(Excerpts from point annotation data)
+===+

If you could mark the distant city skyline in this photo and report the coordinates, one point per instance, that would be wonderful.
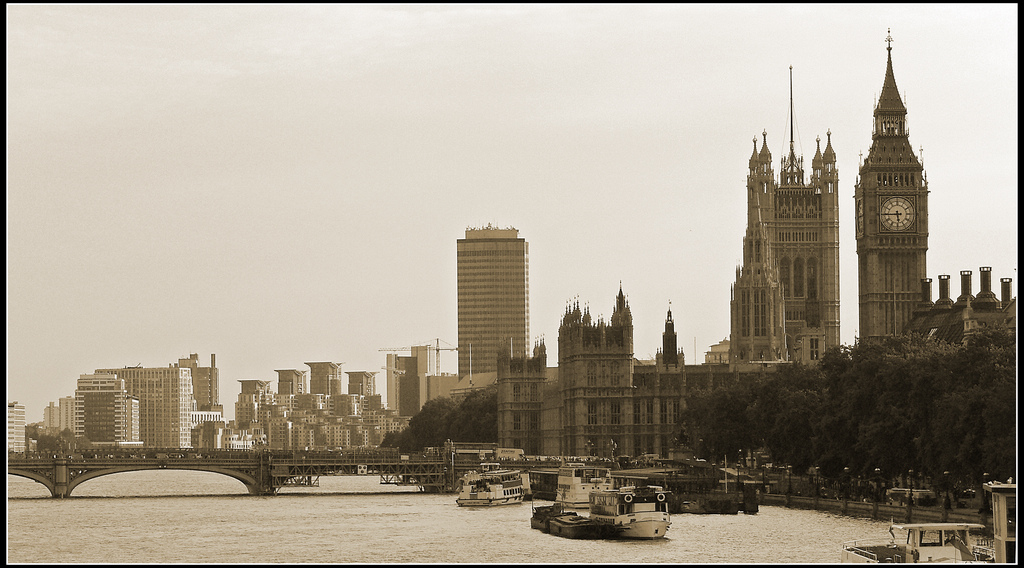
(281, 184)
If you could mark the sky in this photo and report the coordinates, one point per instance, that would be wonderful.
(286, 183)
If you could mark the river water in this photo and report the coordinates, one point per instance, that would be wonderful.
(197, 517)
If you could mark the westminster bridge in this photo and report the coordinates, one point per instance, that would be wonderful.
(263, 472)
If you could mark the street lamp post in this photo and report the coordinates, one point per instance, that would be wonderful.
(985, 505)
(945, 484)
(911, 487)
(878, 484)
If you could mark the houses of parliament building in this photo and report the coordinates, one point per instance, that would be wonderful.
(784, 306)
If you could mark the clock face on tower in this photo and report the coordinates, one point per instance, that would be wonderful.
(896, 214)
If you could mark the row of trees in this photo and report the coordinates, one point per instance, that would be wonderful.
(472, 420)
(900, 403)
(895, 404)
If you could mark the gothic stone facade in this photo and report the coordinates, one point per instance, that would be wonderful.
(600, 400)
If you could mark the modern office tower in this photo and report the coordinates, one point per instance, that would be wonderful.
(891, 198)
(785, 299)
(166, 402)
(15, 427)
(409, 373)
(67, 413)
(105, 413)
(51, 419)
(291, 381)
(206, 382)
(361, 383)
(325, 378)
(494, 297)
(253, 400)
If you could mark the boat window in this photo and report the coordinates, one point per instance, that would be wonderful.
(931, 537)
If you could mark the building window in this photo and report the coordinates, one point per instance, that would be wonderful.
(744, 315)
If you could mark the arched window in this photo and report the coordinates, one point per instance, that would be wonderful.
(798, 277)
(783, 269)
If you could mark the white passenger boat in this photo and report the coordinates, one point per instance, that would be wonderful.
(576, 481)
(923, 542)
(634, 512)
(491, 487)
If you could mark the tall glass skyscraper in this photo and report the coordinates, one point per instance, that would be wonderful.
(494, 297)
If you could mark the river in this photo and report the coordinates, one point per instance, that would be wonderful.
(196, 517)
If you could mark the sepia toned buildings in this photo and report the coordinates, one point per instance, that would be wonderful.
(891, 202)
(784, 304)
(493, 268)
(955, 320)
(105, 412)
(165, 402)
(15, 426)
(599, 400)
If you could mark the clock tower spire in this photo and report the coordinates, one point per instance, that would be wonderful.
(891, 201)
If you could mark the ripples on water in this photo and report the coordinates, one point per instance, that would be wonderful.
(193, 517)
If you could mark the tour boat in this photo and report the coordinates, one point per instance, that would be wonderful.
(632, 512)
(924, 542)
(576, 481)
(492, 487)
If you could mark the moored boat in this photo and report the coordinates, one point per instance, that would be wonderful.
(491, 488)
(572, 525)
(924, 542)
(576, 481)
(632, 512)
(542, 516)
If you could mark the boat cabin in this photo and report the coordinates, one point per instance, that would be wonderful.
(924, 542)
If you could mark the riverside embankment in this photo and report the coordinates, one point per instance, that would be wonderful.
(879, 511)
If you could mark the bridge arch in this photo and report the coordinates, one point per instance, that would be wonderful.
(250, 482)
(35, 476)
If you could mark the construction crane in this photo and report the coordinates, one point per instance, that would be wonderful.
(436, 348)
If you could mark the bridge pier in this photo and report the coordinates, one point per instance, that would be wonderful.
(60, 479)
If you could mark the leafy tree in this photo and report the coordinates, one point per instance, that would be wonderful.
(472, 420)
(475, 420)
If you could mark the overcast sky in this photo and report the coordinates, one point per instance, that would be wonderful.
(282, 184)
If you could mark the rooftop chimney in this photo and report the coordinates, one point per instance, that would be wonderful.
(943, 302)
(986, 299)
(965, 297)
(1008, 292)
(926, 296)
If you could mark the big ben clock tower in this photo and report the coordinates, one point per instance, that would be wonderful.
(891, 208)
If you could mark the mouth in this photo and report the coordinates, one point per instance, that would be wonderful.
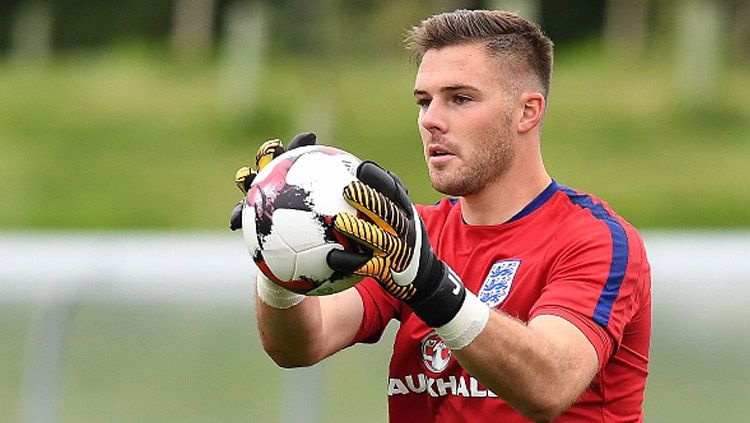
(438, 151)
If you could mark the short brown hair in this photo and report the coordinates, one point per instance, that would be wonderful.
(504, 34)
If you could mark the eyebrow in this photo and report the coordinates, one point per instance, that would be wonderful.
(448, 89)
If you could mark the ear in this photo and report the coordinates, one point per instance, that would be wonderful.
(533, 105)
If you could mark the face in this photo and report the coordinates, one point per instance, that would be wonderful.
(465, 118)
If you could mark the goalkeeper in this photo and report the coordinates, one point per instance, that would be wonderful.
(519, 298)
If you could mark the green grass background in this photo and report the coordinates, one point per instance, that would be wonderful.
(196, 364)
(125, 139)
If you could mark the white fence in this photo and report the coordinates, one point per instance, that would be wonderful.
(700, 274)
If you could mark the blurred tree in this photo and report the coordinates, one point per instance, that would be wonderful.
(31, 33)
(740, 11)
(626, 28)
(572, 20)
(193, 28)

+===+

> _TASK DESCRIPTION_
Omit the pictures and reproduce the listing exactly.

> _WORKED ANSWER_
If you could mark the distant city skyline in this photo and report the coordinates, one point per instance, that would be wonderful.
(281, 184)
If you could mark the sky in this photo and report the coordinates, one point per instance, that would be wonderful.
(286, 183)
If you could mark the river water in this photo and report the coordinates, one point per instance, that would be wonderful.
(197, 517)
If you could mark the westminster bridge in this photo and report the coordinates, one point per instance, that would be wonderful.
(263, 472)
If you could mark the street lamp post in this photo and report the coordinates, one point per instance, that would be wonderful.
(985, 505)
(945, 484)
(911, 487)
(878, 484)
If you could mark the houses of parliament building in this photo and report the coordinates, one point per instance, that would be wonderful.
(784, 306)
If you could mark the clock face on tower in this photo and report the coordinates, one point per instance, that would be wonderful.
(896, 214)
If you could mark the row of trees in this photo and report the coordinates, one point per instance, that would be wonderful.
(472, 420)
(900, 403)
(895, 404)
If you could mark the gothic stone facade in this photo and report the coordinates, one point per instance, that would be wonderful.
(600, 400)
If you could mark the modern office tower in this photo and report the coordinates, one point per instance, that would be wonderful.
(891, 198)
(785, 299)
(166, 402)
(15, 427)
(409, 373)
(67, 413)
(105, 413)
(51, 419)
(291, 381)
(206, 382)
(361, 383)
(325, 378)
(494, 297)
(253, 400)
If you could mark the boat window in this photo and report the coordinates, one point per instance, that would be wonderful.
(931, 537)
If you could mark the building window in this photo and report the coordinates, one point per instance, that would be wonderful.
(744, 315)
If you could mark the arched window in this photo and report the coordinates, one point per instance, that would be wonderful.
(798, 277)
(783, 269)
If you could mark the white passenger boat in this photo and report the coordinates, one point per instance, that would be wonderful.
(576, 481)
(923, 542)
(634, 512)
(491, 487)
If you could mark the tall glass skyscraper in this photo and report the coordinates, one point per instance, that would be wonderful.
(494, 297)
If you could mark the river in this photo and report the coordinates, one point per instance, that would be wonderful.
(196, 517)
If you could mark the sepia toned buildings in this photo and report the coordinates, one point per instance, that would be wonderful.
(891, 202)
(784, 304)
(493, 268)
(955, 320)
(105, 412)
(165, 402)
(15, 426)
(599, 400)
If you could mark the clock tower spire in this photo and report the coordinates, one point per instance, that would be wonderful.
(891, 201)
If you could mark the ripples on water in this photo and report the coordinates, one point per instance, that would be wonderful.
(193, 517)
If you could mark the tour boat in this photo and report the coordinates, one point per instance, that would be wonderful.
(632, 512)
(924, 542)
(576, 481)
(492, 487)
If you could mark the moored boat in this photo and report the coordinates, one point per instance, that would be wonderful.
(491, 488)
(572, 525)
(924, 542)
(576, 481)
(632, 512)
(542, 516)
If you could mark the boat cabin in this photo and report the coordinates, one point per instance, that would be wonderful.
(924, 542)
If you could mark the riverside embankment in this photo and report the coordinates, one point per instance, that would be wonderful.
(879, 511)
If you could mark the bridge arch in this photo and report the coordinates, one point per instance, that would be wonderful.
(250, 482)
(35, 476)
If you could mark the construction crane in this photo and report the coordinates, one point per instance, that would be wonderful.
(436, 348)
If you could mark the bridge pier in this photo and report the coordinates, one point per instance, that would be wonderful.
(60, 479)
If you could mark the leafy tree in this photo and report the coordinates, one point per instance, that would be wonderful.
(472, 420)
(475, 420)
If you could mark the overcast sky in this photo and report the coordinates, one point per instance, that would be wonderful.
(282, 184)
If you could mark the rooftop chimney in this photo and report the coordinates, one point per instance, that would be wonderful.
(943, 302)
(986, 299)
(965, 297)
(1008, 292)
(926, 296)
If you could mark the big ben clock tower in this photo and report the coordinates, one point per instance, that would be wonderful.
(891, 208)
If you could mark the mouth in this photo and report the coordinates, one point per instance, that would be wonderful.
(438, 151)
If you could mark the short brown hair in this photo and report the coordinates, one point per instance, that would be wonderful.
(504, 34)
If you could mark the eyebrow in this photo and report the coordinates, one point per instance, that would be wonderful.
(448, 89)
If you could mark the ear in this photo and report the coordinates, one point per instance, that would be wonderful.
(533, 105)
If you could mark the face in this photo and report the coordinates, one point per instance, that would be wonderful.
(465, 118)
If you could mark the goalkeeper in this photo and report the coordinates, one point per instance, that would be wonderful.
(519, 298)
If you could mark the green grass background in this photo and report the coordinates, one point per instance, that would be wonderful.
(196, 364)
(125, 139)
If you could mark the white fence in this photo and report the coordinates, one point per instance, that would be wonderful.
(700, 274)
If you could mark the blurred tree in this photo and report the coordinates, one point per instance, that would be wonderful.
(31, 33)
(740, 11)
(626, 28)
(572, 20)
(193, 28)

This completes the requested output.